• **WHAT THE TASK ASKS**: Each entry that follows is to be retyped exactly. Pictures do not belong in the copy.

• **DATA TO USE**:
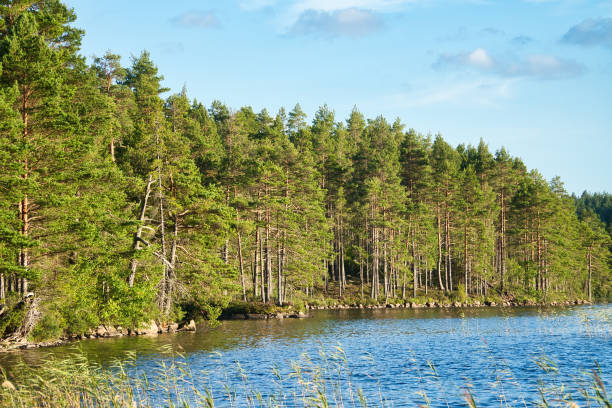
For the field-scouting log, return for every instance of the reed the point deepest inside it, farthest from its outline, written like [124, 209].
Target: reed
[322, 380]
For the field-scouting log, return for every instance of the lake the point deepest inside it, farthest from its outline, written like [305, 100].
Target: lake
[396, 357]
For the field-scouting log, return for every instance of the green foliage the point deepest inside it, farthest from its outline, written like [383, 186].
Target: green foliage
[118, 206]
[50, 327]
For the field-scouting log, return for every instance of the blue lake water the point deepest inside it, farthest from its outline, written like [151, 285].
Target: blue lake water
[394, 357]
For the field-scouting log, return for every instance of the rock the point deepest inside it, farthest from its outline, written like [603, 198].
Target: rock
[101, 331]
[238, 316]
[148, 330]
[256, 316]
[189, 326]
[113, 332]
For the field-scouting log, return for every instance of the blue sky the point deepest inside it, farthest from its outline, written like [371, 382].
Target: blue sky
[534, 76]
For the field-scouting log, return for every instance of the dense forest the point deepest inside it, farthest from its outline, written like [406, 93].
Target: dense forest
[118, 205]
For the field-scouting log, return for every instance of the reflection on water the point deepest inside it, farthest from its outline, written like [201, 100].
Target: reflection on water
[439, 350]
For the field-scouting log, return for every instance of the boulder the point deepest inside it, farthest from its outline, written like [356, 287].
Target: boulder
[150, 329]
[256, 316]
[101, 331]
[188, 326]
[111, 331]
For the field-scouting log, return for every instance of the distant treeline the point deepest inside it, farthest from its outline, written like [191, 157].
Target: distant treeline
[117, 205]
[599, 203]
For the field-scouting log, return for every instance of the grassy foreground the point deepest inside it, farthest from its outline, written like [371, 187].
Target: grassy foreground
[76, 382]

• **WRITTEN SOLUTION**:
For the field-scouting log, return for every instance of the reed the point deepest inside it, farthest from its outline, written like [124, 209].
Target: reed
[322, 380]
For the field-scouting log, return for every instance of the lake the point deepest inside it, farthest from its outline, written like [305, 100].
Target: lake
[396, 357]
For the field-scouting log, return for every instance of the green foliage the point deepest inside it, farthest from its outline, written like [383, 186].
Target: green foliage
[118, 206]
[50, 327]
For the field-scouting log, return for every instance of the blue lake water the point deepest inside it, farthest from its outline, written like [151, 285].
Target: blue lake water
[394, 357]
For the field-scouting log, return for every instance of the rock the point deepest inside it, farthest from its outline, written like [603, 198].
Target: rock
[101, 331]
[238, 316]
[148, 330]
[256, 316]
[189, 326]
[113, 332]
For the field-scouting log, return for every instance of the blue sky the point deepest inside it, farthest from its outline, written like [371, 382].
Target: blue sky
[534, 76]
For the field-scouting log, return for every instance of the dense forest the point deepest inside it, farthest from its outline, written like [406, 93].
Target: dense forest
[118, 205]
For the field-scouting log, return for every instance of the reflection on water the point deepest inside it, farthest from its outline, written like [201, 100].
Target: reflection on water
[439, 350]
For the field-scouting log, return for every instance of the boulder the point deepest inside it, farthest from its outline, written like [356, 287].
Target: boulder
[150, 329]
[256, 316]
[101, 331]
[188, 326]
[111, 331]
For the field-scouting log, return for every instance of the distant treeline the point deepest inside it, farthest from its outline, written like [191, 157].
Target: distant treeline
[117, 205]
[599, 203]
For the field-scouting log, return for every instance of the grassy foreground the point deepest inside it, farthest from its outline, written like [371, 187].
Target: grassy foreground
[76, 382]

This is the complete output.